> [STATED EXERCISE]: Repeat each of the following lines word for word, keeping their original order.

(Extracted data entries)
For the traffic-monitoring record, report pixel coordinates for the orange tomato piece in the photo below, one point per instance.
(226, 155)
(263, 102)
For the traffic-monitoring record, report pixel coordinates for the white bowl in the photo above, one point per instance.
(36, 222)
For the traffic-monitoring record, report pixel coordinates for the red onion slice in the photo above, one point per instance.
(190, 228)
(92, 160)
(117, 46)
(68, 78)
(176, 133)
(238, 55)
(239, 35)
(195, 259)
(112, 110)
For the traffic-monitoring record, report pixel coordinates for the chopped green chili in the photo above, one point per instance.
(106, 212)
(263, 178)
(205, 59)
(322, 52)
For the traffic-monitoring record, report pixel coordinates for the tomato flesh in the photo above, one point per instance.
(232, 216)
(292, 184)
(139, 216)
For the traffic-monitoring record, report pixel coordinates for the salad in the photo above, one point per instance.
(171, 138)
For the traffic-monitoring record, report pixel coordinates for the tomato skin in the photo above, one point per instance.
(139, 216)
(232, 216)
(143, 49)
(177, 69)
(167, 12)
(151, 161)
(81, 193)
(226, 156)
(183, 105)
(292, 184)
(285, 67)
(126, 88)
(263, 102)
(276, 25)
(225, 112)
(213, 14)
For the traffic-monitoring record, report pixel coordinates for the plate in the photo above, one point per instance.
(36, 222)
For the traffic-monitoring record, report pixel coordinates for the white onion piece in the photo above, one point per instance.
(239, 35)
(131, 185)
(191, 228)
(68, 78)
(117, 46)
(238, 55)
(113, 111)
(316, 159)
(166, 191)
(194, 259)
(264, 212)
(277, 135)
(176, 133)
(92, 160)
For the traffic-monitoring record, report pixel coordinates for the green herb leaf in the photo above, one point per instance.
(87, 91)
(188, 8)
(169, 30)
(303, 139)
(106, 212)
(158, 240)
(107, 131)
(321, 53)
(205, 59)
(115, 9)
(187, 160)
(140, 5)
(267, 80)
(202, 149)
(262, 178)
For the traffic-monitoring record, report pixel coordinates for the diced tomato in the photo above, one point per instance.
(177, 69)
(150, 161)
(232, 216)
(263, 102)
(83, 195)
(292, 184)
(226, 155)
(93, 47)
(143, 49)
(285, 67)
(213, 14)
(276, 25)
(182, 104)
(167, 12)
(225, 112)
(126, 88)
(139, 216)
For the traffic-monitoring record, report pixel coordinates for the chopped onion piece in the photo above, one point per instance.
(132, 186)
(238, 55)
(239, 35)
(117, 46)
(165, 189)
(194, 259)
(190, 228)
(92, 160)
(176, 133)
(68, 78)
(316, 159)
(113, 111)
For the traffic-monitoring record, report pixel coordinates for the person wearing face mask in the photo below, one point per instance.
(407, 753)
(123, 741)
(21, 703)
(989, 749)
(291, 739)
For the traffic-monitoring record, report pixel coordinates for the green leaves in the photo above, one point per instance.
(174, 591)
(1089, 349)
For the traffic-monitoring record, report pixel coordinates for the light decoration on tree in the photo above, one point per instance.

> [RESPONSE TO THIS EXERCISE]:
For the traffic-monitoring record, report pixel coordinates for the orange tomato piece in the photo below, one point per instance.
(226, 155)
(263, 102)
For the traffic-monitoring record, report pixel coordinates for the white bowl in the photo above, one point per instance.
(36, 222)
For the traffic-monitoring record, report pixel coordinates for the red onion slice in the photo above, one point per instance.
(190, 228)
(92, 160)
(117, 46)
(68, 78)
(176, 133)
(238, 55)
(239, 35)
(195, 259)
(112, 110)
For the traffic-monitoring record, report pixel coordinates for the chopped green chili in the photo above, one point per instance.
(106, 212)
(263, 178)
(205, 59)
(322, 52)
For the traffic-monitoring record, report pixel coordinates for the tomato flesh in the photo above, one point per instance.
(232, 216)
(292, 184)
(139, 216)
For the traffic-monitoring record, report pixel coordinates for the salad in the photo above, one point per instance.
(171, 138)
For the traffic-monitoring record, report pixel coordinates for the tomato skin in the photo above, one point per instance.
(139, 216)
(232, 216)
(143, 49)
(177, 69)
(167, 12)
(151, 161)
(81, 193)
(226, 156)
(183, 105)
(292, 184)
(285, 67)
(126, 88)
(263, 102)
(276, 25)
(225, 112)
(213, 14)
For the traffic-monitoring record, report pixel coordinates for the plate in the photo above, one point per instance.
(36, 222)
For the traffic-monitoring record, report pixel coordinates for the white onion piece in the photo above, one point per instance.
(239, 35)
(131, 185)
(191, 228)
(68, 78)
(117, 46)
(238, 55)
(113, 111)
(316, 159)
(166, 191)
(194, 259)
(264, 212)
(277, 135)
(176, 133)
(92, 160)
For the traffic-monitoring record, report pixel coordinates for the green herb leaf in the photo above, one point per instance.
(87, 91)
(188, 8)
(169, 30)
(303, 139)
(106, 212)
(158, 240)
(107, 131)
(321, 53)
(205, 59)
(115, 9)
(187, 160)
(140, 5)
(267, 80)
(202, 149)
(262, 178)
For the traffic-monitoring record, report pixel coordinates for the diced tomato in the photo above, one point per instance.
(177, 69)
(150, 161)
(232, 216)
(263, 102)
(83, 195)
(292, 184)
(226, 155)
(93, 47)
(143, 49)
(285, 67)
(213, 14)
(276, 25)
(182, 104)
(167, 12)
(225, 112)
(126, 88)
(139, 216)
For the traffic-monitoring record, report pixel coordinates for the chopped onion piece in the photo above, one point per instance.
(132, 186)
(238, 55)
(239, 35)
(117, 46)
(165, 189)
(194, 259)
(190, 228)
(92, 160)
(176, 133)
(68, 78)
(316, 159)
(113, 111)
For the traffic-monitoring record, report pixel coordinates for the person wearing face mask in the photo below, one point per instance.
(407, 753)
(123, 741)
(21, 703)
(989, 749)
(291, 739)
For the traffic-monitoring record, report pixel coordinates for the green leaves in the photo above, one point per instance.
(174, 591)
(1089, 349)
For the traffic-monitoring record, report pixel coordinates for the light decoration on tree in the photo above, one point per instance.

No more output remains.